DATA SUPPLIED:

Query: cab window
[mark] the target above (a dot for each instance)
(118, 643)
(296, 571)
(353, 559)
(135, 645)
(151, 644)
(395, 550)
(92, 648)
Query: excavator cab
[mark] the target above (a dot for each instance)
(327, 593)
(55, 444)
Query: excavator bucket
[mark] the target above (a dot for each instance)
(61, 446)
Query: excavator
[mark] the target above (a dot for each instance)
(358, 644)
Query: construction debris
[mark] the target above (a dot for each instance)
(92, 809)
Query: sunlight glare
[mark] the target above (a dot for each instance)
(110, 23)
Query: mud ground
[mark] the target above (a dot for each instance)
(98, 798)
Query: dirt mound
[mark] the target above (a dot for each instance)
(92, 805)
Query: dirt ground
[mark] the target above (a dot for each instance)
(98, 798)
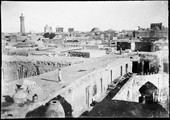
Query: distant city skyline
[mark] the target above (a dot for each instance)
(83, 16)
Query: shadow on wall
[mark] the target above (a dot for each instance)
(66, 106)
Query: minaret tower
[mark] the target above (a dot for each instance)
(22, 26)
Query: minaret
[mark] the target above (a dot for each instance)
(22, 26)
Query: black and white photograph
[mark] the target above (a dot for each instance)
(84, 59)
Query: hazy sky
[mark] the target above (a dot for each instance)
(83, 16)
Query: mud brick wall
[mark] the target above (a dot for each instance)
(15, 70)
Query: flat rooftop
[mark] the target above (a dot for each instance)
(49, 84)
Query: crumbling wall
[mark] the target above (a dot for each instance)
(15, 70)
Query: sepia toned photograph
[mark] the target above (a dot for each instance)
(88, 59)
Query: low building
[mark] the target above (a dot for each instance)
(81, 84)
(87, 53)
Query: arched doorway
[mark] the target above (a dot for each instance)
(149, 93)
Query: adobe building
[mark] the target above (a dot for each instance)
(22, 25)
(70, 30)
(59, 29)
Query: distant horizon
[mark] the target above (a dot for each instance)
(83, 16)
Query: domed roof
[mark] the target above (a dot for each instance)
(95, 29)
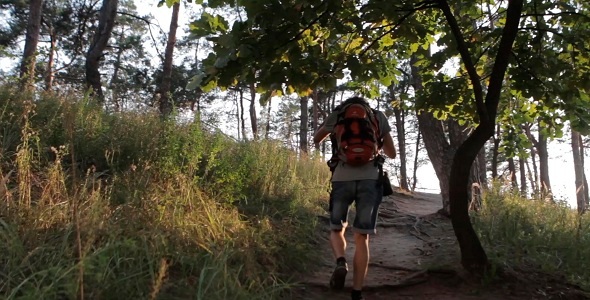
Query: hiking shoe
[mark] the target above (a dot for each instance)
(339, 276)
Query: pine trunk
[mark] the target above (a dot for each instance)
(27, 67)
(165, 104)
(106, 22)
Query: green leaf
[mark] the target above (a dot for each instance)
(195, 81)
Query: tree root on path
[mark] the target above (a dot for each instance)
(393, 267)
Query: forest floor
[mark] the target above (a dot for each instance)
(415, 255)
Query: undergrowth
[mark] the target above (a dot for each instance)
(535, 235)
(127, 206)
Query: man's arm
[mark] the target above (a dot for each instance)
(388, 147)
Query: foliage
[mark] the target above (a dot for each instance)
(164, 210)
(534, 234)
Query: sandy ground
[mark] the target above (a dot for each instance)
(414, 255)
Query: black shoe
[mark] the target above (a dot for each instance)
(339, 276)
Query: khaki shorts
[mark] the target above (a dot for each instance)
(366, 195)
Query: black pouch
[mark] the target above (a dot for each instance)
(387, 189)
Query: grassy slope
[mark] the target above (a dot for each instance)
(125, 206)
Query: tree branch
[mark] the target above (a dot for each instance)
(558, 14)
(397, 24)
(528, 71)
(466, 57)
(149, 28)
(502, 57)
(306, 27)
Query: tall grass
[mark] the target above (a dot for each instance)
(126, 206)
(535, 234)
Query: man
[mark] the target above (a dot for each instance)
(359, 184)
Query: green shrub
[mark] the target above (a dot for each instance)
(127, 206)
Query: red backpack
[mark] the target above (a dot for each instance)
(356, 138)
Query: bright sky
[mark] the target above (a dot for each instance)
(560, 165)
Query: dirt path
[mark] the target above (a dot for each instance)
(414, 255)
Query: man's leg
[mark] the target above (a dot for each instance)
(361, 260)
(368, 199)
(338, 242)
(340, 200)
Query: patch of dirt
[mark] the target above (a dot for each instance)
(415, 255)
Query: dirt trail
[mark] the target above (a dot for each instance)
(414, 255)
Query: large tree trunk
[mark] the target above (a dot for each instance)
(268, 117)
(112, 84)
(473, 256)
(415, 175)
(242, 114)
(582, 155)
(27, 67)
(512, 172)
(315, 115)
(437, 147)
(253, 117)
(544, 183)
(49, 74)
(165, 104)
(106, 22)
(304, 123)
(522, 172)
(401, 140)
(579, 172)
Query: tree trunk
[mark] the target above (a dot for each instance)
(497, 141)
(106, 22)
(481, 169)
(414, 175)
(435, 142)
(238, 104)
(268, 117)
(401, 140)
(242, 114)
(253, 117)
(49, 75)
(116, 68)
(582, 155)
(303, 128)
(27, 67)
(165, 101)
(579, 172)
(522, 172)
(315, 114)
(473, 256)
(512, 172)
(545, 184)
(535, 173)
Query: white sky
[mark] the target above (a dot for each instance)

---

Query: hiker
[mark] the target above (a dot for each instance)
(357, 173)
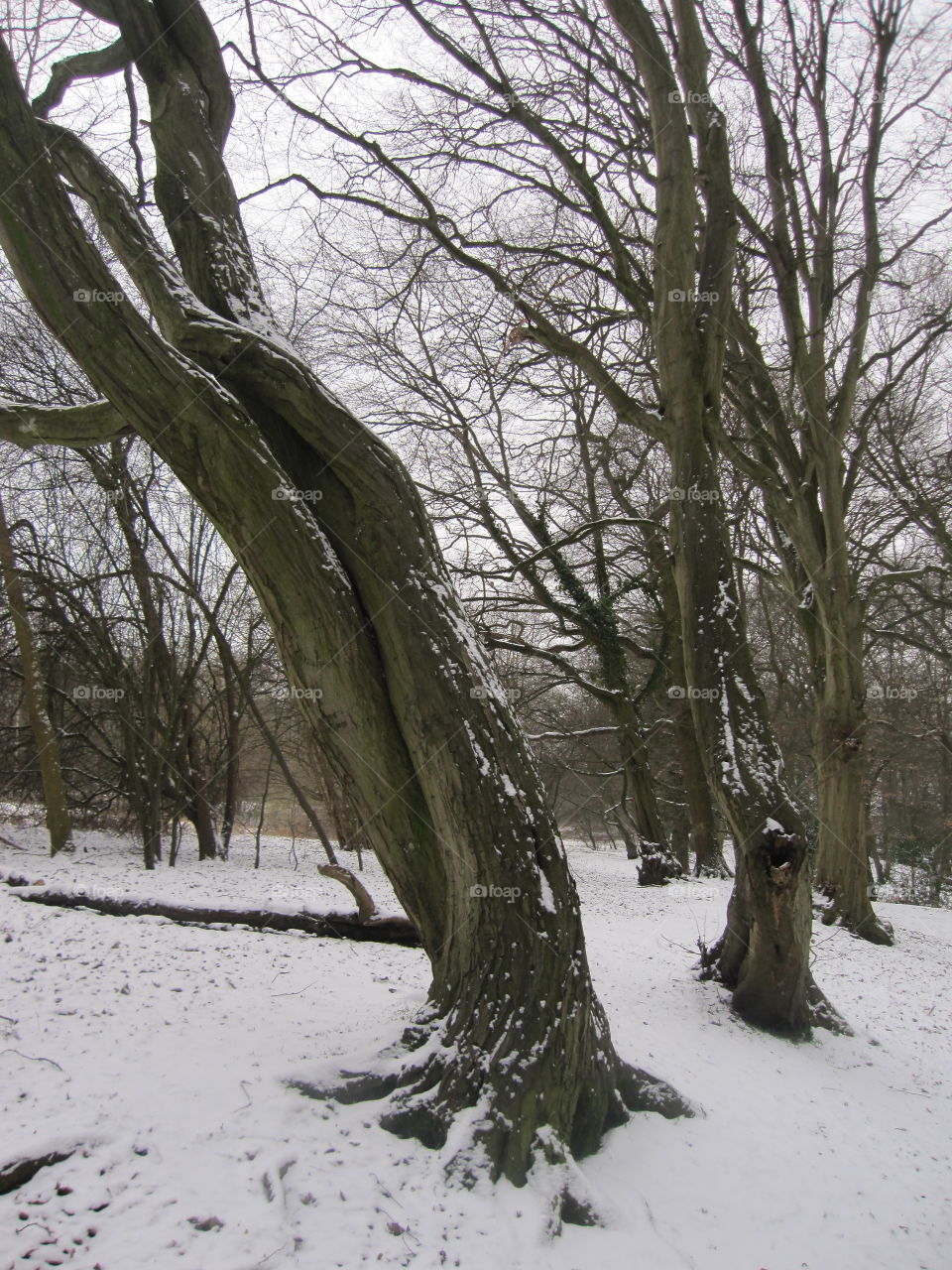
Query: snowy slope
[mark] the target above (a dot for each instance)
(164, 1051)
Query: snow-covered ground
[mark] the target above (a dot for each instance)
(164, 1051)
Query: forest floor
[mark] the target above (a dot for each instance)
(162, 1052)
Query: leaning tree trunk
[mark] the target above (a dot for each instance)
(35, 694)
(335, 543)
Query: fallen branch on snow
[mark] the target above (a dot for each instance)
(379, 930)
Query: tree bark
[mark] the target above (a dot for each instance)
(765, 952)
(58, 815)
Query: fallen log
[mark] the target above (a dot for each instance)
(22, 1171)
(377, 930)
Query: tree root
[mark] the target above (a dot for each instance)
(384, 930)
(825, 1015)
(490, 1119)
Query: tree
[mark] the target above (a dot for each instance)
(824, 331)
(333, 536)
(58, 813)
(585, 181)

...

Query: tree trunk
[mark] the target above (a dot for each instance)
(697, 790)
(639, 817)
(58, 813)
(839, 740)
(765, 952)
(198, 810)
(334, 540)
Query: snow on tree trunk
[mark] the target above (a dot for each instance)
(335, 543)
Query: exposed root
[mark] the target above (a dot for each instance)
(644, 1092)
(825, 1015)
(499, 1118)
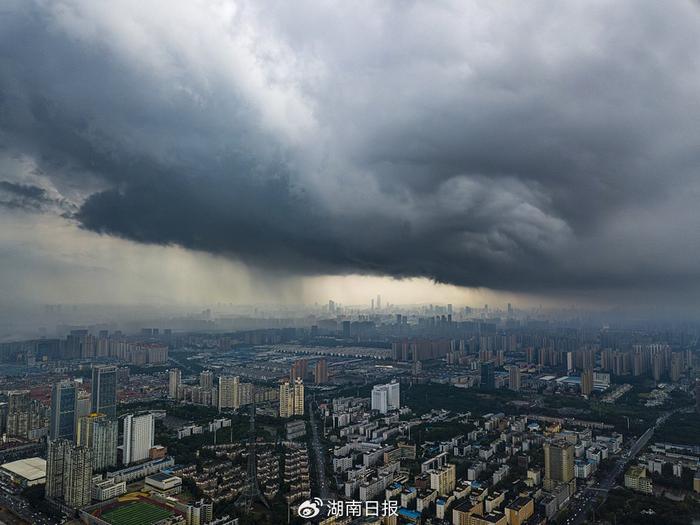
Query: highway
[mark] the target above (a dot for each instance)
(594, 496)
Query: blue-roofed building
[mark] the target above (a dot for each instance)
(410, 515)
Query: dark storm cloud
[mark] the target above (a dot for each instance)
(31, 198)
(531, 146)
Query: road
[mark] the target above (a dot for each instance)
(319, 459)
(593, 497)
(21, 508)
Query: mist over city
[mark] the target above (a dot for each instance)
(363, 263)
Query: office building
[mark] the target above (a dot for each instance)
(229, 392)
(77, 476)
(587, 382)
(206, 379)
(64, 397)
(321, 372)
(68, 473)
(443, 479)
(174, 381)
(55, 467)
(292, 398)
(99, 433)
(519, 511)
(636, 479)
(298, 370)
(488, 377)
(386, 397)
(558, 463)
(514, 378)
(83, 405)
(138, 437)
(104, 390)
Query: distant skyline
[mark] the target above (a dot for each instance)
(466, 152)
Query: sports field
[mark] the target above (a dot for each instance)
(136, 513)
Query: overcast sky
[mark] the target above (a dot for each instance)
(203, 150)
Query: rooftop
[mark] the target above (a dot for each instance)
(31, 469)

THE TASK: Pull out every line of the entries above that contains the word "branch", matching case exactly.

ANSWER TO THIS TASK:
Query: tree branch
Query: fallen branch on snow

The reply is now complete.